Tasks for this exercise:
a – Return the stretch from "Thu Apr 11 14:27:46" through "out fencing option." in the DRBD split-brain message, word for word.
b – Carry the DRBD split-brain message further, starting right after its final sentence.

[start of Source text]

[DRBD-user] Not able to test Automatic split brain recovery policies

Thu Apr 11 14:27:46 CEST 2013

> -----Original Message-----
> From: Shailesh Vaidya [mailto:shailesh_vaidya at persistent.co.in]
> Sent: Thursday, April 11, 2013 1:50 AM
> To: Digimer
> Cc: Dan Barker; drbd-user at lists.linbit.com
> Subject: RE: [DRBD-user] Not able to test Automatic split brain recovery
> policies
> 
> Hi Digimer,
> 
> Thanks for help and explanation. I will try it out fencing option.
> 
> However, I would like to validate if what I am testing for split-brain is
> correct or not. Also what could be done for simple split-brain auto-
> recovery through configuration without fencing.

[end of Source text]
[start of Available data]

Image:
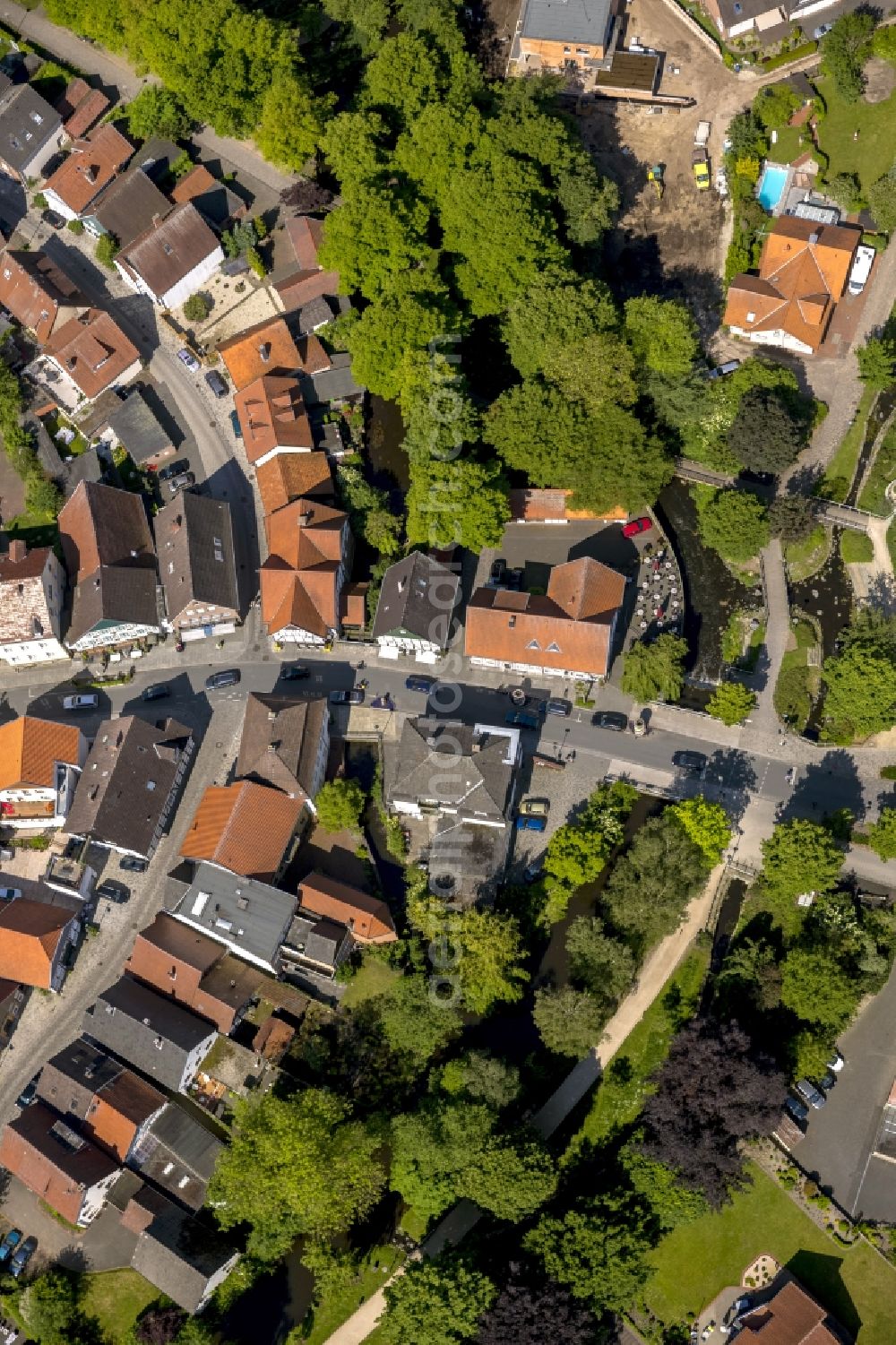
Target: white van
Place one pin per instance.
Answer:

[end of Available data]

The answers:
a –
Thu Apr 11 14:27:46 CEST 2013

> -----Original Message-----
> From: Shailesh Vaidya [mailto:shailesh_vaidya at persistent.co.in]
> Sent: Thursday, April 11, 2013 1:50 AM
> To: Digimer
> Cc: Dan Barker; drbd-user at lists.linbit.com
> Subject: RE: [DRBD-user] Not able to test Automatic split brain recovery
> policies
> 
> Hi Digimer,
> 
> Thanks for help and explanation. I will try it out fencing option.

b –
> 

There is no "simple split-brain" recovery. Split Brain only occurs after an error of some sort causing two different nodes to write to the same resource while disconnected. Anything other than manual recovery of files or blocks will lose data. In many cases, it's not even possible to determine what data is being lost or how to recover it. You just have to pick the lesser of two evils and move forward, honoring the writes to one node and discarding the writes done on the other. Most applications and file systems react poorly to having writes of theirs discarded.

Any effort spent automating the recovery of a split-brain could better be spent identifying how your configuration created the split brain, usually dual primary without sufficient controls in place to prevent split brain in the first place.

ymmv

Dan

> Regards,
> Shailesh Vaidya
> 
> 
> -----Original Message-----
> From: Digimer [mailto:lists at alteeve.ca]
> Sent: Wednesday, April 10, 2013 11:17 PM
> To: Shailesh Vaidya
> Cc: Dan Barker; drbd-user at lists.linbit.com
> Subject: Re: [DRBD-user] Not able to test Automatic split brain recovery
> policies
> 
> I've not done fencing in DRBD alone, so I am unable to offer specific
> suggestions. I can speak to generally what you need though.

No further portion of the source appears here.